[RFC,1/3] sched: Make migrate_task_to() take any task

Message ID 20230613052004.2836135-2-void@manifault.com
State New
Headers
Series sched: Implement shared wakequeue in CFS |

Commit Message

David Vernet June 13, 2023, 5:20 a.m. UTC
  The migrate_task_to() function exposed from kernel/sched/core.c migrates
the current task, which is silently assumed to also be its first
argument, to the specified CPU. The function uses stop_one_cpu() to
migrate the task to the target CPU, which won't work if @p is not the
current task as the stop_one_cpu() callback isn't invoked on remote
CPUs.

While this operation is useful for task_numa_migrate() in fair.c, it
would be useful if __migrate_task() in core.c was given external
linkage, as it actually can be used to migrate any task to a CPU.

This patch therefore:
1. Renames the existing migrate_task_to() be called
   numa_migrate_current_task_to().
2. Renames __migrate_task() to migrate_task_to(), gives it global
   linkage, and updates all callers accordingly.

A follow-on patch will call the new migrate_task_to() from fair.c when
migrating a task in a shared wakequeue to a remote CPU.

Signed-off-by: David Vernet <void@manifault.com>
---
 kernel/sched/core.c  | 16 ++++++++--------
 kernel/sched/fair.c  |  2 +-
 kernel/sched/sched.h |  4 +++-
 3 files changed, 12 insertions(+), 10 deletions(-)

_Task directions_
Decide whether each statement agrees with the patch message above, answering yes or no and quoting the words that decide it: (a) __migrate_task() is renamed to migrate_task_to() and given global linkage; (b) the stop_one_cpu() callback is invoked on remote CPUs; (c) the patch changes four files.

_Record set_
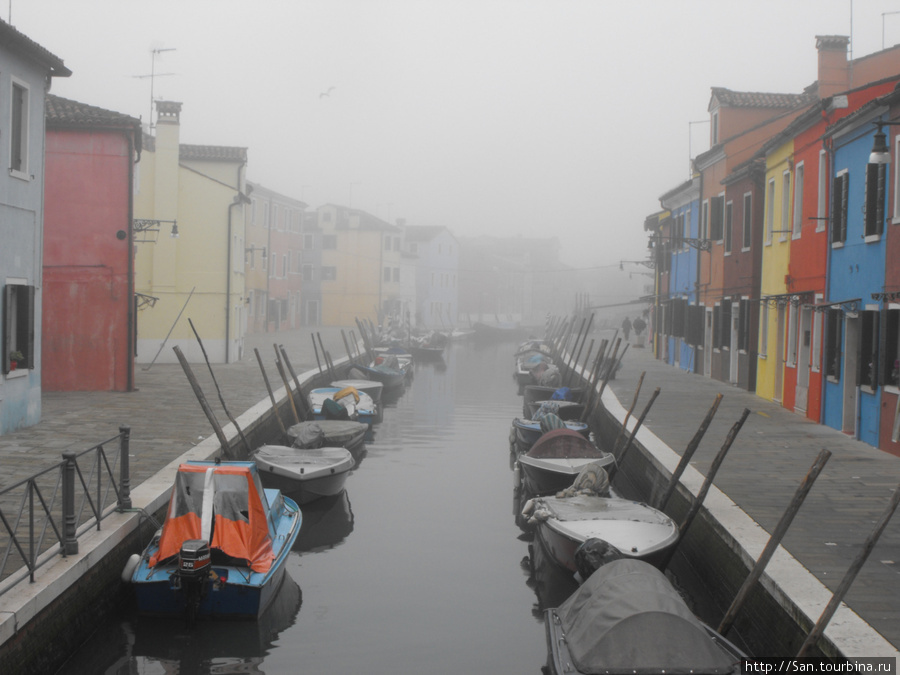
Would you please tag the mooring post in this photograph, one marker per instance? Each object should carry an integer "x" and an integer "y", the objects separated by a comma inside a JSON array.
[
  {"x": 70, "y": 539},
  {"x": 124, "y": 467},
  {"x": 689, "y": 453},
  {"x": 774, "y": 541}
]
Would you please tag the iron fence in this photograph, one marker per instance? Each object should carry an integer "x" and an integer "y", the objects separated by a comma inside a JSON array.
[{"x": 53, "y": 507}]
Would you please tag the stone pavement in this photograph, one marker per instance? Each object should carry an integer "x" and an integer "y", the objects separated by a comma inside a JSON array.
[
  {"x": 164, "y": 415},
  {"x": 769, "y": 459}
]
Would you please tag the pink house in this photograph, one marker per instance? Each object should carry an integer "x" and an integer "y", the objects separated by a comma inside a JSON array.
[{"x": 88, "y": 298}]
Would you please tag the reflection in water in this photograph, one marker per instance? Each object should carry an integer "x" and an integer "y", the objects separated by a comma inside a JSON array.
[{"x": 326, "y": 523}]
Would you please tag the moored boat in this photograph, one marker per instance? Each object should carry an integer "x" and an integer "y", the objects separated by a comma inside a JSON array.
[
  {"x": 305, "y": 474},
  {"x": 556, "y": 458},
  {"x": 627, "y": 618},
  {"x": 634, "y": 529},
  {"x": 359, "y": 406},
  {"x": 222, "y": 549},
  {"x": 333, "y": 433}
]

_Answer to the exercise_
(a) Yes: "Renames __migrate_task() to migrate_task_to(), gives it global linkage"
(b) No: "the stop_one_cpu() callback isn't invoked on remote CPUs"
(c) No: "3 files changed"